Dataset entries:
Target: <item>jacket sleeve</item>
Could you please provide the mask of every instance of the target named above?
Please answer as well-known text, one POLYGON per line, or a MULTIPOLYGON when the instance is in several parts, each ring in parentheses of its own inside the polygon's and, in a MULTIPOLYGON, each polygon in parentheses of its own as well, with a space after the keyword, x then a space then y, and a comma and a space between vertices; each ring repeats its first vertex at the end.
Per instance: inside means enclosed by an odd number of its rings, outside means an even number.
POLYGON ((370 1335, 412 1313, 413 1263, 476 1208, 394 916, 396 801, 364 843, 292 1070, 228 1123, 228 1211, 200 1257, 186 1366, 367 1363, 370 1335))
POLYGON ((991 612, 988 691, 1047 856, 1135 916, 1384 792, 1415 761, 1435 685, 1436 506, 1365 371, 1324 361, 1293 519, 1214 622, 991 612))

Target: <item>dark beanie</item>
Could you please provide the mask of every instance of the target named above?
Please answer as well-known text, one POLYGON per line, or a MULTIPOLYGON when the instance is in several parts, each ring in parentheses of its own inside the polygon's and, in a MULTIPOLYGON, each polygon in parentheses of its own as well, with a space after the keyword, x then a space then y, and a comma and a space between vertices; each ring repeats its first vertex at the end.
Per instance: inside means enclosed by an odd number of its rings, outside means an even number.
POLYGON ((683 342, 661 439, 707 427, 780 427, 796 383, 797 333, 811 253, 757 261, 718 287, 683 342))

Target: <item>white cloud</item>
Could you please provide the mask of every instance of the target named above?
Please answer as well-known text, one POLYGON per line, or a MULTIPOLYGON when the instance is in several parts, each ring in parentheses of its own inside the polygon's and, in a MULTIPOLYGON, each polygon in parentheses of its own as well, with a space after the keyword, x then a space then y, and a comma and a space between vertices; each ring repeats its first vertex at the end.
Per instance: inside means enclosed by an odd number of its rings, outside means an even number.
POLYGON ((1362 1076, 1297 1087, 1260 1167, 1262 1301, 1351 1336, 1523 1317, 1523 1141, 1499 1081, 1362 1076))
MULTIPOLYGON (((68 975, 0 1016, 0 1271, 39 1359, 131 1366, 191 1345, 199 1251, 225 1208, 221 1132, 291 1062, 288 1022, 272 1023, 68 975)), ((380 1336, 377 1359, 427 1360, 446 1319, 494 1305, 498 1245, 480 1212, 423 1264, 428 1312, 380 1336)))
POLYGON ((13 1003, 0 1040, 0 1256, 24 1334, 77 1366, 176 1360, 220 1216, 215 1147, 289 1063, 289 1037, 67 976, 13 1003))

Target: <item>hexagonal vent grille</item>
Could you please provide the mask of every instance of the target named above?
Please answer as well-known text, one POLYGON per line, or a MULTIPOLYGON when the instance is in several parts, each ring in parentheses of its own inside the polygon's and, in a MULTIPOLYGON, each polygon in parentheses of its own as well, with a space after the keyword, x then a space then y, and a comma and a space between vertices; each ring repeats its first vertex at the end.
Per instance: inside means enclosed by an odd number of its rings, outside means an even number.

## Task details
All of the data above must be retyped exactly.

## Response to the task
Target: <item>jacket sleeve</item>
Could you please provide the mask of every instance of the target named above?
Please answer as well-known text, one POLYGON per line, or a MULTIPOLYGON when the instance is in several parts, each ring in parentheses of its own inside the polygon's and, in a MULTIPOLYGON, each polygon in parentheses of its own as well, with a space after the keyword, x then a space then y, and a comma and a space between vertices; each ring repeats its first vertex at the end.
Per instance: inside means enclosed by an odd number of its rings, outside means an even number.
POLYGON ((370 1335, 412 1313, 413 1263, 476 1208, 394 916, 396 801, 364 843, 292 1070, 228 1123, 228 1211, 200 1257, 186 1366, 367 1363, 370 1335))
POLYGON ((991 612, 988 691, 1047 856, 1135 916, 1384 792, 1415 761, 1435 685, 1436 506, 1365 371, 1324 361, 1293 519, 1214 622, 991 612))

Target: <item>dark beanie</item>
Could you please provide the mask of every instance of the target named above?
Please answer as well-known text, one POLYGON per line, or a MULTIPOLYGON when the instance is in several parts, each ring in parentheses of its own inside the polygon's and, in a MULTIPOLYGON, each polygon in parentheses of its own as well, with a space after the keyword, x then a space then y, and a comma and a space between vertices; each ring repeats its first vertex at the end.
Per instance: inside means enclosed by an odd number of its rings, outside means an even number.
POLYGON ((683 342, 661 439, 707 427, 780 427, 796 383, 797 333, 811 253, 757 261, 718 287, 683 342))

Target: <item>white cloud</item>
Could you please provide the mask of every instance of the target named above?
Please answer as well-known text, one POLYGON per line, or a MULTIPOLYGON when the instance is in several parts, each ring in parentheses of its own inside the polygon's and, in a MULTIPOLYGON, each polygon in parentheses of its own as well, with a space after the keyword, x then a space then y, and a comma and a space between vertices; each ring repeats its first vertex at the end.
Per instance: inside means enclosed by an odd number of its rings, outside means an even number.
POLYGON ((1362 1076, 1297 1087, 1260 1167, 1262 1301, 1351 1336, 1523 1317, 1523 1141, 1499 1081, 1362 1076))
MULTIPOLYGON (((68 975, 0 1016, 0 1271, 39 1359, 131 1366, 191 1345, 199 1251, 225 1208, 221 1132, 291 1062, 288 1022, 272 1023, 68 975)), ((380 1336, 377 1359, 427 1360, 446 1319, 494 1305, 498 1245, 480 1212, 423 1264, 428 1312, 380 1336)))
POLYGON ((13 1003, 0 1040, 0 1256, 24 1334, 77 1366, 176 1360, 220 1216, 215 1147, 289 1063, 289 1037, 67 976, 13 1003))

Target: <item>hexagonal vent grille</item>
Could you please provide the mask of every instance of the target named above?
Please answer as well-known text, one POLYGON per line, or a MULTIPOLYGON when the instance is in several parts, each ring in parentheses of its own inside the polygon's and, in a MULTIPOLYGON, each polygon in parentheses of its own as well, with a space after the keyword, x then a space then y, and a comma and a space between vertices; each ring repeats its first vertex at the end.
Per instance: inside means enclosed by an odd number of its rings, outside means an even number.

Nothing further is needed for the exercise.